# Brief:
Reproduce exactly the lines below from the one containing "Can you spot the veena" through the one containing "Can you spot the golden", including both, and nothing else.

# Task data:
*** Block opens ***

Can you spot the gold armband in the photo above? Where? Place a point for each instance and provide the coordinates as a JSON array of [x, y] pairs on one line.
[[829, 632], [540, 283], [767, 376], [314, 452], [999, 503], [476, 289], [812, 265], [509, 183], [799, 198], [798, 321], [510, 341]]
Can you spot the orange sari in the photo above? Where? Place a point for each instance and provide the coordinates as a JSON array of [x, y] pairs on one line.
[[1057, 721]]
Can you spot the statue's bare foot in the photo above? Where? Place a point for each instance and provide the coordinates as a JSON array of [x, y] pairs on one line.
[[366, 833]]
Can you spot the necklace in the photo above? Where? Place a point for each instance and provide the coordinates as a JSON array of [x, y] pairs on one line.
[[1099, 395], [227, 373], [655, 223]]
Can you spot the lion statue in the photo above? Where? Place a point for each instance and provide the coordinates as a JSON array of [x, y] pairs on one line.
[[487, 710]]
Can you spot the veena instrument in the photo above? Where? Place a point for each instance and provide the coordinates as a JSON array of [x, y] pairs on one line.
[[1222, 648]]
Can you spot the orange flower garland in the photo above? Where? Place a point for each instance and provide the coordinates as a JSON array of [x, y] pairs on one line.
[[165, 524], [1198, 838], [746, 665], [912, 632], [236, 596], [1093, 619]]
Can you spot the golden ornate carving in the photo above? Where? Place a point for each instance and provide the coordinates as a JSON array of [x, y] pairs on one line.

*** Block closes ***
*** Block opens ***

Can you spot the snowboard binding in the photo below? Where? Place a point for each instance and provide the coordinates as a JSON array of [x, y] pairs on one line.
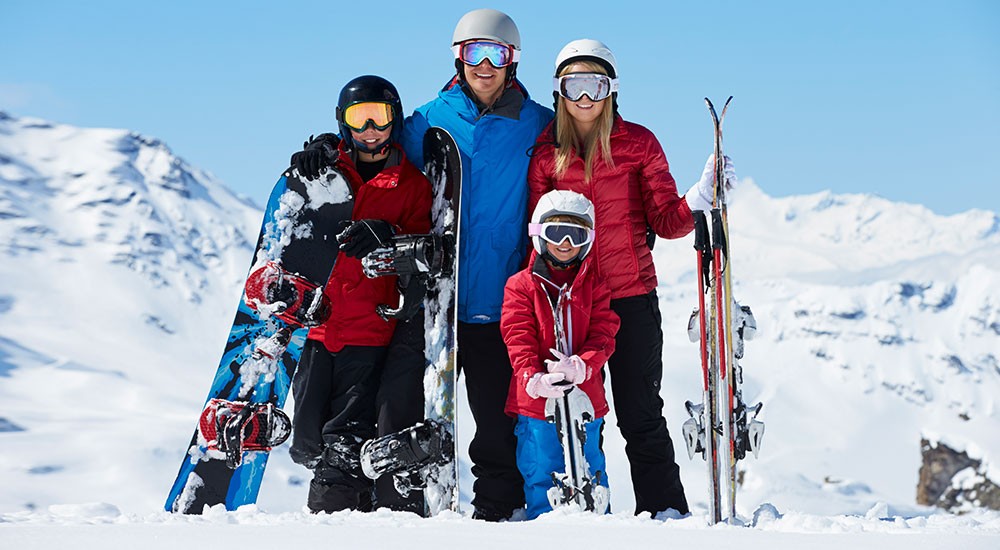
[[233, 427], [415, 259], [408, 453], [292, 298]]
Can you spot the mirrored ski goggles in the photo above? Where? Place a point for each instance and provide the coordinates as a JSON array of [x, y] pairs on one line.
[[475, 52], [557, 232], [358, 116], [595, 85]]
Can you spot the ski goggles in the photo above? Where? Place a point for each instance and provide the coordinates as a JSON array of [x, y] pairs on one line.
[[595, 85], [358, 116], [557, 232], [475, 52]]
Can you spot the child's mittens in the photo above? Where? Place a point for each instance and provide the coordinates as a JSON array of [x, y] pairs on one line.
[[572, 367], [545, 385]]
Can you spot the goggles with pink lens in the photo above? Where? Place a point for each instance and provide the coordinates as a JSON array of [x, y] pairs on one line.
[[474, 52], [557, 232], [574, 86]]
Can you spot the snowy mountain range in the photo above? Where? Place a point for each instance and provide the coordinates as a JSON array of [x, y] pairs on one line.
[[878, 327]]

*** Block closes ***
*** Block opens ***

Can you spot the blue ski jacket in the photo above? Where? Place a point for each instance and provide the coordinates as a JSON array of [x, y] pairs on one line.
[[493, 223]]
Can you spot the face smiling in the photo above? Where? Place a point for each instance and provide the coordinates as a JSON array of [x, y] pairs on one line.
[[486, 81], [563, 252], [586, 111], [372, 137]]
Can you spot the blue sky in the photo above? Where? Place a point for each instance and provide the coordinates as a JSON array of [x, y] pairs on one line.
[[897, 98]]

*** Block closes ***

# Answer for the task:
Can you spot the veena instrument in the photo above? Where? Place a point for each instance and provide the coordinates as a JSON array of [x, y] pairs on one line.
[[1222, 648]]
Can you spot the orange flower garland in the photo above? Where? Place a point for each instance and provide the coordinates as a JSON array of [x, y] pairs on one line.
[[165, 524], [1198, 838], [746, 665], [912, 632], [236, 596], [1093, 619]]
Can you spot the golden ornate carving in the photo above? Where? Place a point for each instance and provide the coordinates as a JSON array of [x, y] pairs on one line.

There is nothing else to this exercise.